**WORK TASK 1**
In the article below on the Simpsons short film, list every writer credited.
**WORK TASK 2**
From the article below on the Simpsons short film, quote the passage from "2024 American animated" up to and including "short film overall.".

START DOCUMENT EXCERPT

- Promotional poster
- Directed by: David Silverman
- Written by: J. Stewart Burns; Dan Greaney; Broti Gupta; Al Jean;
- Based on: The Simpsons by Matt Groening
- Production companies: Gracie Films; 20th Television Animation;
- Distributed by: Disney+ (Disney Platform Distribution)
- Release date: October 11, 2024;
- Running time: 2 minutes
- Country: United States

= The Most Wonderful Time of the Year (2024 film) =

2024 American animated short film

The Most Wonderful Time of the Year is an animated short film based on the American television series The Simpsons. The short was first released on October 11, 2024, in the United States, on Disney+. It follows the murderous villain Sideshow Bob (Kelsey Grammer), as he, joined by other antagonists spanning multiple franchises, spread mayhem around the town of Springfield. Directed by David Silverman, and written by Al Jean, J. Stewart Burns, Dan Greaney, and Broti Gupta, it is the ninth Simpsons Disney+ short film overall.

END DOCUMENT EXCERPT
START PROVIDED RECORDS

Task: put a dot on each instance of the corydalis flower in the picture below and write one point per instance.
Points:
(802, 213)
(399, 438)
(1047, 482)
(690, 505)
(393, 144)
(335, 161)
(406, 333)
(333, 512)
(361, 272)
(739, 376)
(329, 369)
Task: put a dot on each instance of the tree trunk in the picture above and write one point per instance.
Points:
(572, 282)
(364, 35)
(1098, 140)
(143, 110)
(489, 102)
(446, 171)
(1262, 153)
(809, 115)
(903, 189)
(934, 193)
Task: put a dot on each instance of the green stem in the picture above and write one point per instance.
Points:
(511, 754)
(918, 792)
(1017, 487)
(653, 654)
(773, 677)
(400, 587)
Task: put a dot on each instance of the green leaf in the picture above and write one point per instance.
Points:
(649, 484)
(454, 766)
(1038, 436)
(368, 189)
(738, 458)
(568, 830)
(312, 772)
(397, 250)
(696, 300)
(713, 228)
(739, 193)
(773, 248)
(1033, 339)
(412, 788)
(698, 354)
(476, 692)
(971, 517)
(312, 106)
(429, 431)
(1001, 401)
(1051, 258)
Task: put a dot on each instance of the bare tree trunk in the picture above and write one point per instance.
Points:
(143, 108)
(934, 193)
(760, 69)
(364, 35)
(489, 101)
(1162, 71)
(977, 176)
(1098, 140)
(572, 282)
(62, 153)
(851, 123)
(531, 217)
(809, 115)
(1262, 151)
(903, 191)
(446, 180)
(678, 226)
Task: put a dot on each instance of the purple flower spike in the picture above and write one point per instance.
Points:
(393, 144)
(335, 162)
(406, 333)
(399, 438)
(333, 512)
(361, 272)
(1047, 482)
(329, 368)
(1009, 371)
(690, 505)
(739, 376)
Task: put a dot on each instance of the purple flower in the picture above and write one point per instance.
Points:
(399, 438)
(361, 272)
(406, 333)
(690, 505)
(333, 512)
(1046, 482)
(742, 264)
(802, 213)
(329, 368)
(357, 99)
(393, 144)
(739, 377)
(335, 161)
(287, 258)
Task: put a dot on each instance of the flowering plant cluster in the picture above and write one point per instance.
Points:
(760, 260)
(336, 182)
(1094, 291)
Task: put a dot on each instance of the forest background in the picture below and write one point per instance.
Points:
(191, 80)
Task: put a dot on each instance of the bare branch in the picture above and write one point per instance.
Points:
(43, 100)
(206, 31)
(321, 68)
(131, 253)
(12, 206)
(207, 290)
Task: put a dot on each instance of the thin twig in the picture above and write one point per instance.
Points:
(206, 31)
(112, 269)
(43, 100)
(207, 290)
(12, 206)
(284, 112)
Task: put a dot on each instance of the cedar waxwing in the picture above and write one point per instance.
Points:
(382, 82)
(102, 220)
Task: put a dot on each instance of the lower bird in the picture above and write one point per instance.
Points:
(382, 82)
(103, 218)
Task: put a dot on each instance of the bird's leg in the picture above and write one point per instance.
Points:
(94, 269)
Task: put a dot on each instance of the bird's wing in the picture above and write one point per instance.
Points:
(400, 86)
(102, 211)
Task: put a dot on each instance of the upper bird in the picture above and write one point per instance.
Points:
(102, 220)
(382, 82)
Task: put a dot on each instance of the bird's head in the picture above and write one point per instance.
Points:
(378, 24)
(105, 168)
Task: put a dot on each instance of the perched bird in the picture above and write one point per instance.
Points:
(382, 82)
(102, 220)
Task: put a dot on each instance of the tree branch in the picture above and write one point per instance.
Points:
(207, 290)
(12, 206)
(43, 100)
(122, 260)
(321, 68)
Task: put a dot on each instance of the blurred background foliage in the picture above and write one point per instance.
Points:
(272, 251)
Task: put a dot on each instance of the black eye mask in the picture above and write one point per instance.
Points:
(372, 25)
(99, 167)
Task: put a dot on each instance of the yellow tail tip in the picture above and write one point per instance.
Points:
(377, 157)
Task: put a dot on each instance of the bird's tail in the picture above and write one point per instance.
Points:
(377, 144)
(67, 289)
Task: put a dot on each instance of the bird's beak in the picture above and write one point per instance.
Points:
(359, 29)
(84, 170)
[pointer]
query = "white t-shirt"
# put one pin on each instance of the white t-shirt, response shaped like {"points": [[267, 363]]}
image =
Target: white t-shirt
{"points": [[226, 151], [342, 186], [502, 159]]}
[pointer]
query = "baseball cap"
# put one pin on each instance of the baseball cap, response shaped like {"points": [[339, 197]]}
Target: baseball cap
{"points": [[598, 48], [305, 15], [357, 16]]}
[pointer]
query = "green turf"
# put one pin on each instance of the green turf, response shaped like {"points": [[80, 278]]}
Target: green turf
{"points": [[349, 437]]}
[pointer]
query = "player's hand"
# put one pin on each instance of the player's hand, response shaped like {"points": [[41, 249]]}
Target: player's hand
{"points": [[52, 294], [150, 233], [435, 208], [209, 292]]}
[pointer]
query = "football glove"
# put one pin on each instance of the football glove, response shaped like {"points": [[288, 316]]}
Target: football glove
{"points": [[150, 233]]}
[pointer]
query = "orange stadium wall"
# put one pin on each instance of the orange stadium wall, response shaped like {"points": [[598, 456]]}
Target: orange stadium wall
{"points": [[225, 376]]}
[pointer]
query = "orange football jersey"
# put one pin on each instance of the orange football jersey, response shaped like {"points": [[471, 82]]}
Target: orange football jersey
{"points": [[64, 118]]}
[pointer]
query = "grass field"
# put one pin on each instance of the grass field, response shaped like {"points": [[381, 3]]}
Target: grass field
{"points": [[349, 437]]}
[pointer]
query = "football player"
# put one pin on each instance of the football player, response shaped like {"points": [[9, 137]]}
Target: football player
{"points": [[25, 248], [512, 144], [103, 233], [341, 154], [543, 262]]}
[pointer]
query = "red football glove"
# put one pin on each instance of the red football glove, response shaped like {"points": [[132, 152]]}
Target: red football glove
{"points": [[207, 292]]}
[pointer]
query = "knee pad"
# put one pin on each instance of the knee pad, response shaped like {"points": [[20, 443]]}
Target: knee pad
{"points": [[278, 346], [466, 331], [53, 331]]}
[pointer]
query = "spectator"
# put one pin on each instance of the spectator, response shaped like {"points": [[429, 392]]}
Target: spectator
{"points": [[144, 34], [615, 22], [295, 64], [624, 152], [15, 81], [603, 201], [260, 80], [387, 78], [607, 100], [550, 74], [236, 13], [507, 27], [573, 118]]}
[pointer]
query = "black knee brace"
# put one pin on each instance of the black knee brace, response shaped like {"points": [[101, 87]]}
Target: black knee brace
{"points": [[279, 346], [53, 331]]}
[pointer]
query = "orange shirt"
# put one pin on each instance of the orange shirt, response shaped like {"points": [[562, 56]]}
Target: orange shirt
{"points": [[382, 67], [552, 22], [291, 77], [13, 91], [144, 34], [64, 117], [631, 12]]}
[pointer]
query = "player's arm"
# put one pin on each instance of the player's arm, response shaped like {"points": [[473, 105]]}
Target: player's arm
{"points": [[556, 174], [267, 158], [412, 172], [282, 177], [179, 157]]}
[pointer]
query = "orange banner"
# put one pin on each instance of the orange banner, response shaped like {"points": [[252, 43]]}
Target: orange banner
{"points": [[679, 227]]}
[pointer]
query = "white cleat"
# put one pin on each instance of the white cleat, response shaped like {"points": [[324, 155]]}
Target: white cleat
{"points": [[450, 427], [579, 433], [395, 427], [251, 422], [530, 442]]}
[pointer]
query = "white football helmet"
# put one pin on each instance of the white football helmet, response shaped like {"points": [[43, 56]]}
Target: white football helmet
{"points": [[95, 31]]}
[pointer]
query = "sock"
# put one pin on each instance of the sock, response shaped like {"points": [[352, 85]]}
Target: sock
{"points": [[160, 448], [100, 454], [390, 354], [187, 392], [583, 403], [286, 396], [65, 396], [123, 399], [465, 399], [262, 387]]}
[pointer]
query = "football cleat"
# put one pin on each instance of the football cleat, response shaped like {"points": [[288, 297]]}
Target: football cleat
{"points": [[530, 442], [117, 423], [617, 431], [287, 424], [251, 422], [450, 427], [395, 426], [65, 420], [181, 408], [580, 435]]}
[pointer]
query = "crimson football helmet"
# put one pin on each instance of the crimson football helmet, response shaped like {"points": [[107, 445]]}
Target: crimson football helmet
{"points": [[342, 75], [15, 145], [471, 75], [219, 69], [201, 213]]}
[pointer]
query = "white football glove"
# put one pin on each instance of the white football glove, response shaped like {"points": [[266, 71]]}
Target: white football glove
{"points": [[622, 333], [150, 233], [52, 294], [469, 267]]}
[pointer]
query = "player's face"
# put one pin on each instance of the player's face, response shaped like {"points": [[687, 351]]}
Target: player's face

END PROVIDED RECORDS

**SOLUTION 1**
J. Stewart Burns, Dan Greaney, Broti Gupta, Al Jean

**SOLUTION 2**
2024 American animated short film

The Most Wonderful Time of the Year is an animated short film based on the American television series The Simpsons. The short was first released on October 11, 2024, in the United States, on Disney+. It follows the murderous villain Sideshow Bob (Kelsey Grammer), as he, joined by other antagonists spanning multiple franchises, spread mayhem around the town of Springfield. Directed by David Silverman, and written by Al Jean, J. Stewart Burns, Dan Greaney, and Broti Gupta, it is the ninth Simpsons Disney+ short film overall.